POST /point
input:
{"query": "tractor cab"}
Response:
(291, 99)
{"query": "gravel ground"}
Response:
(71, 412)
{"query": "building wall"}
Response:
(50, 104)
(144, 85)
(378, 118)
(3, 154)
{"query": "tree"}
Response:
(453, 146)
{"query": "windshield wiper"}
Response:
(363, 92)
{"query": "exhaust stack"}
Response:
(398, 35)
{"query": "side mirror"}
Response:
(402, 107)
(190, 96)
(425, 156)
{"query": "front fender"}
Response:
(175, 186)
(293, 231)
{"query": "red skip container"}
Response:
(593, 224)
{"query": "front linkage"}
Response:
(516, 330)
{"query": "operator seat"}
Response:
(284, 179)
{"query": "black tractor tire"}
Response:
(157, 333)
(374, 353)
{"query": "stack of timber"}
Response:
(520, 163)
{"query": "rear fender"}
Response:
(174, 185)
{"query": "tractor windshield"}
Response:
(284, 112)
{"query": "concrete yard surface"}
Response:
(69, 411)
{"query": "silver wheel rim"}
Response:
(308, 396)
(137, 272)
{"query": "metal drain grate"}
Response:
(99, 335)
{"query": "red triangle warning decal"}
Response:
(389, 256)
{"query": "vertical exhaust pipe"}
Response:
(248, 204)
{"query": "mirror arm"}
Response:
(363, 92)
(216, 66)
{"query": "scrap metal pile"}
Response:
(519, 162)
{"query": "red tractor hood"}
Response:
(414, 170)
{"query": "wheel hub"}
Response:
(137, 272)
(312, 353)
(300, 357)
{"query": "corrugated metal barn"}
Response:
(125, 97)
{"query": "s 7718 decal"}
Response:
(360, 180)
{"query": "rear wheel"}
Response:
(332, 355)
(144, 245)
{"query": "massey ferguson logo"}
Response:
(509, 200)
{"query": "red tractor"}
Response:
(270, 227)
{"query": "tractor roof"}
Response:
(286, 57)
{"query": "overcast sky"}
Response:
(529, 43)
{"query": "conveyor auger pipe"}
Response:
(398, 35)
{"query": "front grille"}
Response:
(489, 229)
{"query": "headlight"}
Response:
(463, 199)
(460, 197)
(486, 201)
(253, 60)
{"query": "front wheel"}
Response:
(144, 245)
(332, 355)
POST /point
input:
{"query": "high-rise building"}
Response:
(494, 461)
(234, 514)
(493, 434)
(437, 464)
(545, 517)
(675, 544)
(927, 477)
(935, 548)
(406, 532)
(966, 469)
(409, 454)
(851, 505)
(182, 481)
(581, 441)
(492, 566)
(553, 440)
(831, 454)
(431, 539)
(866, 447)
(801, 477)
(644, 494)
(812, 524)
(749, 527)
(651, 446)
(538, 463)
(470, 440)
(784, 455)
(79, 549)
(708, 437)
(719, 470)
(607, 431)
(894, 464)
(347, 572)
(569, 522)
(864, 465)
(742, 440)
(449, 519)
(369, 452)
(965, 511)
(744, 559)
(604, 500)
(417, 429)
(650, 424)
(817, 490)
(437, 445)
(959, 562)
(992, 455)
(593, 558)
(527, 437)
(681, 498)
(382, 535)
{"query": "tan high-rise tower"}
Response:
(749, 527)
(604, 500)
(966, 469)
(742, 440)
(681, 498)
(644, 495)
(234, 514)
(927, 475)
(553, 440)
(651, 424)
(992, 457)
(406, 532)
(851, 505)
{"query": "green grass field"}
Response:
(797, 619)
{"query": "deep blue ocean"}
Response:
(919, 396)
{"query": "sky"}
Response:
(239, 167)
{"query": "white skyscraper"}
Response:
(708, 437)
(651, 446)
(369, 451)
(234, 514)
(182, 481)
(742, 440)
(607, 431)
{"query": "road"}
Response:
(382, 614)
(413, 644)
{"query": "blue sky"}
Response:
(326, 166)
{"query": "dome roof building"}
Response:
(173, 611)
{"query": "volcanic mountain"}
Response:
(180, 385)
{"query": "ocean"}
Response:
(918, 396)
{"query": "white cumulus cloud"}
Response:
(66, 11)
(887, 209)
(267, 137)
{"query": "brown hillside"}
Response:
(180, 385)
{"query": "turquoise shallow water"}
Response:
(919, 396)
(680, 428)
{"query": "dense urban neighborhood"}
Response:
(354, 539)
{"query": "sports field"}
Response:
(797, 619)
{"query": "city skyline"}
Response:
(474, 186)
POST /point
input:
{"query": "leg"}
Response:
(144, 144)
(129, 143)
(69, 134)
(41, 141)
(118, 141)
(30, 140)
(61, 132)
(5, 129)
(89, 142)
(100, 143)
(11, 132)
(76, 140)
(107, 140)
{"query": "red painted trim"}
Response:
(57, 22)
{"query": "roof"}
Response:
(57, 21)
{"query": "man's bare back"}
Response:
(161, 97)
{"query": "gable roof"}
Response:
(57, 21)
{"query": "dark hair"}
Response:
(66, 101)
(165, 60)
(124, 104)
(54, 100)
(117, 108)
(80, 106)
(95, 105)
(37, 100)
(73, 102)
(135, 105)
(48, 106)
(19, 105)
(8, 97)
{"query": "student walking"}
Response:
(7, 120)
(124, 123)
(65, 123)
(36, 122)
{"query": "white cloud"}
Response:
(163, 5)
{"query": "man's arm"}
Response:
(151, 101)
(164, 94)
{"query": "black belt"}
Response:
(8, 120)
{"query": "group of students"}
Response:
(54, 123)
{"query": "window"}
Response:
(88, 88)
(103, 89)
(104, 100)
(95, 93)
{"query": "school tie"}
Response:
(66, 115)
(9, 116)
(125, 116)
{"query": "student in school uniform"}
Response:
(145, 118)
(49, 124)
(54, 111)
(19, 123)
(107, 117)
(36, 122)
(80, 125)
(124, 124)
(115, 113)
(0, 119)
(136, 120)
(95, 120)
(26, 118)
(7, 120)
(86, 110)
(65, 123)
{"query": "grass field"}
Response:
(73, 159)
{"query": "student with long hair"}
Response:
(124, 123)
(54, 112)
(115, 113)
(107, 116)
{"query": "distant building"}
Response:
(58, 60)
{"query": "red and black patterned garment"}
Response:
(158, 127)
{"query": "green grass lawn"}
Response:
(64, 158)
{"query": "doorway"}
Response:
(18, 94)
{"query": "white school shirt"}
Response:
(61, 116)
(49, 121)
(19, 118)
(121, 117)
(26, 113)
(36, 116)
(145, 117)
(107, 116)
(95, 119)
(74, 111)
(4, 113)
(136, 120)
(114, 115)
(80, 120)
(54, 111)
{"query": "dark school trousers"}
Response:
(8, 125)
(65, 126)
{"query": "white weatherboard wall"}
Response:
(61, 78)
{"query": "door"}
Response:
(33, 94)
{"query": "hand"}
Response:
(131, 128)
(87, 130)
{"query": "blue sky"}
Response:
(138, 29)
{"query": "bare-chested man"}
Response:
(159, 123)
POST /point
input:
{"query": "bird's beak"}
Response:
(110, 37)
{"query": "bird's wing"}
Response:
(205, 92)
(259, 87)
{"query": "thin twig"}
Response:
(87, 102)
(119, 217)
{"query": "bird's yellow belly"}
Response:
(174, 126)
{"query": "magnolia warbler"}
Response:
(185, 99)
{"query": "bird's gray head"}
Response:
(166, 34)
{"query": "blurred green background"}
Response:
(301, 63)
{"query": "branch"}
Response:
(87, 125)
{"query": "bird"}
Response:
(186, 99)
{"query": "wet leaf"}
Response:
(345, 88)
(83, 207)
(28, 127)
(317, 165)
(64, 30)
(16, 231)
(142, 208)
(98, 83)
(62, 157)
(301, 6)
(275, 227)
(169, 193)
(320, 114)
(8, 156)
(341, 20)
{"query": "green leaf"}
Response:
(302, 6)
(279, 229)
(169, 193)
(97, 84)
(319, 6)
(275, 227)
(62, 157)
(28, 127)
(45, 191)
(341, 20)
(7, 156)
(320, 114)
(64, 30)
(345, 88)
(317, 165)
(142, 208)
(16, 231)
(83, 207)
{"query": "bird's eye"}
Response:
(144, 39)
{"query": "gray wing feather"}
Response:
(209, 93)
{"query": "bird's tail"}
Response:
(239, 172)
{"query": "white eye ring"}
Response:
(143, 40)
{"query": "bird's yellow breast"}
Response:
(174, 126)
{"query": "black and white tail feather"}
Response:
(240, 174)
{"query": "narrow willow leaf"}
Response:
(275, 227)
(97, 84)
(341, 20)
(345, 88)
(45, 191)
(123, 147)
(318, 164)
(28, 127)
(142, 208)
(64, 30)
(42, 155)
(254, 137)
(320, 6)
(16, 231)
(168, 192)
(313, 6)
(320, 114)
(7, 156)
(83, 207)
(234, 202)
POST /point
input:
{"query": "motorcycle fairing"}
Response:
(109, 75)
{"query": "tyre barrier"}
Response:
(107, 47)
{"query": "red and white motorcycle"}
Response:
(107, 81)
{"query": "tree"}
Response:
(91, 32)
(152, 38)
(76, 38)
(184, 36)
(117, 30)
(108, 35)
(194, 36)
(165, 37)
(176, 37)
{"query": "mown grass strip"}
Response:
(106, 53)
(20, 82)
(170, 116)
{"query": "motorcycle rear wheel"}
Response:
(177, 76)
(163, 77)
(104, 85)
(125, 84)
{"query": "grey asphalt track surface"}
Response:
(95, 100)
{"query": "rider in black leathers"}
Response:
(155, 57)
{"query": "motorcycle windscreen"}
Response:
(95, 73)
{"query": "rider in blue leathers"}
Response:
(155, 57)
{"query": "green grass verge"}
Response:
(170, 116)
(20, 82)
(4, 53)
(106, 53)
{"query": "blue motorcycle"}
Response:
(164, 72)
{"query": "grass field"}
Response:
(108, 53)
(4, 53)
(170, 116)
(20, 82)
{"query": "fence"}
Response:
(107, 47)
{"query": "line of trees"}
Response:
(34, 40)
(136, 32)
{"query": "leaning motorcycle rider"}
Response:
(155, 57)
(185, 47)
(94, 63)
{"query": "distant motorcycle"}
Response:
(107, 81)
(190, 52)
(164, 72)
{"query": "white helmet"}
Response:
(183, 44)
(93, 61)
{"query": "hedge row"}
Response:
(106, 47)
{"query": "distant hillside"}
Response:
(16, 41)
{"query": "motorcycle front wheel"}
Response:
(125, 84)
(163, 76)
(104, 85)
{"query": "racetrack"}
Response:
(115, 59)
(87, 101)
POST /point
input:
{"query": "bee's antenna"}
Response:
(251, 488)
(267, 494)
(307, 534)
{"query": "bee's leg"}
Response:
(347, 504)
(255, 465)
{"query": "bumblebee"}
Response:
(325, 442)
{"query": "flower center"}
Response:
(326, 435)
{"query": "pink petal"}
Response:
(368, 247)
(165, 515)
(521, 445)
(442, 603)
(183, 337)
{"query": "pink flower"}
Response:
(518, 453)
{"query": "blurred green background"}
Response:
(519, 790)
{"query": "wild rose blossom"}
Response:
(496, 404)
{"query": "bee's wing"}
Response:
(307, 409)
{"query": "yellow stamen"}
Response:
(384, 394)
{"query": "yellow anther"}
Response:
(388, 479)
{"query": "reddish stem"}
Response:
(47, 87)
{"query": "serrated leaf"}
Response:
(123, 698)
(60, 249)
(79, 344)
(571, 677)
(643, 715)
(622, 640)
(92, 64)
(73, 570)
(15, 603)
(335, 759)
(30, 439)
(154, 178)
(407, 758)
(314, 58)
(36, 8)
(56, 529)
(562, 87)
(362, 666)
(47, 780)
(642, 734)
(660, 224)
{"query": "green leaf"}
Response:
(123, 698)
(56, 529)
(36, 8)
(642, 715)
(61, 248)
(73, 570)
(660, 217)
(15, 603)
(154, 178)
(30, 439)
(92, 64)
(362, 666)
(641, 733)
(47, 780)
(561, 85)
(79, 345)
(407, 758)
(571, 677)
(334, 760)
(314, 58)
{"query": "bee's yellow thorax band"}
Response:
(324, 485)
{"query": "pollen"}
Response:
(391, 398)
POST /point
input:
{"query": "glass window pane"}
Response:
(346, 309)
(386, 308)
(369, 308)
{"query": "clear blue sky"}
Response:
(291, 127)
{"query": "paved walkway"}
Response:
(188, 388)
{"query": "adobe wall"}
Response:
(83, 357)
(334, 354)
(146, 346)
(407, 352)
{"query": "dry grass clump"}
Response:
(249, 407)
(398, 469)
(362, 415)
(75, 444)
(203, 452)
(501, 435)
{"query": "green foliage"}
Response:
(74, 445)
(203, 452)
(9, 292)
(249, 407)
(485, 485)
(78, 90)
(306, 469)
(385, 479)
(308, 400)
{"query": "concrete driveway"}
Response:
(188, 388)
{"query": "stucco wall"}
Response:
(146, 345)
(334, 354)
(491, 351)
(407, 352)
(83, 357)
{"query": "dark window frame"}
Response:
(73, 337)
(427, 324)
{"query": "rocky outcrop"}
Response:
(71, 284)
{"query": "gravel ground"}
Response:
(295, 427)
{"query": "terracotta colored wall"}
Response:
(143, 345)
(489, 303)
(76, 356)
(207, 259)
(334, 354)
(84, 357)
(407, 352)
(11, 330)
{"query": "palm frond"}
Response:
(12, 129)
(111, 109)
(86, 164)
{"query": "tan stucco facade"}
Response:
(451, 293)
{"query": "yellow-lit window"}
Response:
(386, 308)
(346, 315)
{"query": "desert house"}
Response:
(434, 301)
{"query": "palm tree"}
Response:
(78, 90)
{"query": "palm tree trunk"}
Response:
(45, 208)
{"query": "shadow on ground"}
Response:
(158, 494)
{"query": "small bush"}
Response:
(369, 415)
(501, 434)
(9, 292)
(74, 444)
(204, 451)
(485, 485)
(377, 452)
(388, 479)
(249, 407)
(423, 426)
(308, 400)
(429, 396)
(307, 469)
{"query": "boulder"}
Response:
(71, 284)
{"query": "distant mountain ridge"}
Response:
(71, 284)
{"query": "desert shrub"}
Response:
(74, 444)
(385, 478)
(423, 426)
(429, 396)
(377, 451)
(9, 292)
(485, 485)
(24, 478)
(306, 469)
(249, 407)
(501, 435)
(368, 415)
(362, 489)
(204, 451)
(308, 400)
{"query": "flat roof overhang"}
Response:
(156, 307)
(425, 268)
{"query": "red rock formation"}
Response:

What you have to do: Search the listing above for the string "bird". Copy every line that contains it.

Answer box:
{"query": "bird's beak"}
{"query": "bird's wing"}
{"query": "bird's yellow belly"}
{"query": "bird's gray head"}
{"query": "bird"}
{"query": "bird's eye"}
{"query": "bird's tail"}
{"query": "bird's yellow breast"}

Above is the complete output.